* Your objective
Retype the following items word for word, starting at the beginning of the items and going on through the line that contains "[[19, 238], [19, 169], [94, 348]]", both ends included. Leave the pictures out of your answer.
─── Given data
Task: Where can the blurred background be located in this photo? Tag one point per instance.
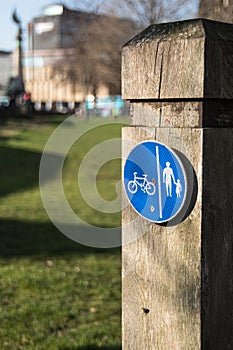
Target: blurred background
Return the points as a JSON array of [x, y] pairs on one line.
[[55, 61]]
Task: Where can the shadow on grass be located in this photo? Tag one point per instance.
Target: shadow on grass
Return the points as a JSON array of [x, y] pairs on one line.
[[19, 238], [19, 169], [94, 348]]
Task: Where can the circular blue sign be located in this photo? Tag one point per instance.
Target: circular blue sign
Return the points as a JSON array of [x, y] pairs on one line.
[[155, 181]]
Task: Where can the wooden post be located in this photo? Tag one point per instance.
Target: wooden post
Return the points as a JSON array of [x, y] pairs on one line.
[[178, 280]]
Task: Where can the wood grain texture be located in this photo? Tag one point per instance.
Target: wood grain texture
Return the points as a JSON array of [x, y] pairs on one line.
[[217, 240], [182, 60], [161, 269]]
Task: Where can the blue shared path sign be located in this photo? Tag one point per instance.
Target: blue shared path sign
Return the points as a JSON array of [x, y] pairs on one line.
[[155, 181]]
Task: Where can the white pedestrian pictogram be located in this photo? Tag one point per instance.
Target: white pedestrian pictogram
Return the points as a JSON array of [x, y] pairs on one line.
[[178, 188], [145, 185], [168, 177]]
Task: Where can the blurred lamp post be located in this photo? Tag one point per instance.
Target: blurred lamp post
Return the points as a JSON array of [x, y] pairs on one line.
[[20, 81]]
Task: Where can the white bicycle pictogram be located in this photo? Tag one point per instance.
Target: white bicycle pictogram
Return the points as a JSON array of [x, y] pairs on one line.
[[141, 182]]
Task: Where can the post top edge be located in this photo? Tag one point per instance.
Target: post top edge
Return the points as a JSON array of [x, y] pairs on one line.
[[187, 29]]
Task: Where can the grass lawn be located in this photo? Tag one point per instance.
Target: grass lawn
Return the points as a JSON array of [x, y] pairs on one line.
[[54, 292]]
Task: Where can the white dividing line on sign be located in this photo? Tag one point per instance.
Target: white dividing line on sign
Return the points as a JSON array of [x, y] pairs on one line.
[[159, 183]]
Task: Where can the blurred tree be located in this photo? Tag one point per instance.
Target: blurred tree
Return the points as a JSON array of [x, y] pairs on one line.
[[220, 10], [96, 58], [110, 24]]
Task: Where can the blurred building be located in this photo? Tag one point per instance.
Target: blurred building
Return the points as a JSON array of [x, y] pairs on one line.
[[51, 37], [219, 10], [6, 70]]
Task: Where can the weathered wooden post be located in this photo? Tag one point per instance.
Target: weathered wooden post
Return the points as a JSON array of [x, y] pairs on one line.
[[178, 279]]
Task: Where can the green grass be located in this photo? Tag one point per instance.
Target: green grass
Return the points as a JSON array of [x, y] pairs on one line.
[[54, 293]]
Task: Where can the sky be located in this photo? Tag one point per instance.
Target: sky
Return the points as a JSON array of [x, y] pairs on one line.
[[26, 10]]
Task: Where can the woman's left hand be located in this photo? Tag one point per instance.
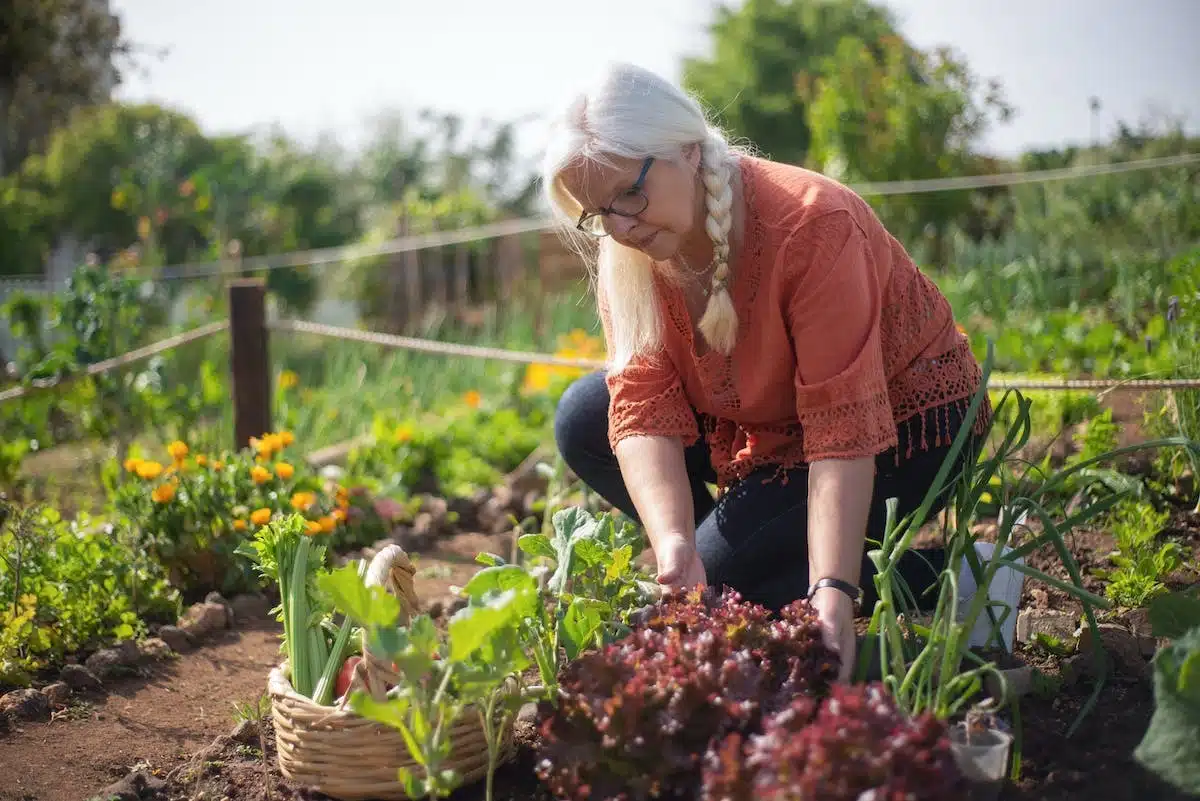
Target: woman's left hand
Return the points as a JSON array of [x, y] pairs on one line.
[[837, 614]]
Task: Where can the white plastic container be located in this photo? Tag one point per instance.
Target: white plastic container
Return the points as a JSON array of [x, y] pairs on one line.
[[1006, 586]]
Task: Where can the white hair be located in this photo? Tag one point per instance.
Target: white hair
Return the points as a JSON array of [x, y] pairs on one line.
──────
* Task answer
Task: Where can the blurred background be located in this photo? Tag one point per instance.
Target: blurred background
Return the points as a JSON array of [x, y] pairs on one line.
[[55, 61]]
Task: Where can the shadow on grass be located in this photo? Tag one point per instance.
Target: shadow on grass
Return the points as a JSON array of [x, y] pairs on one line.
[[19, 238], [19, 169], [94, 348]]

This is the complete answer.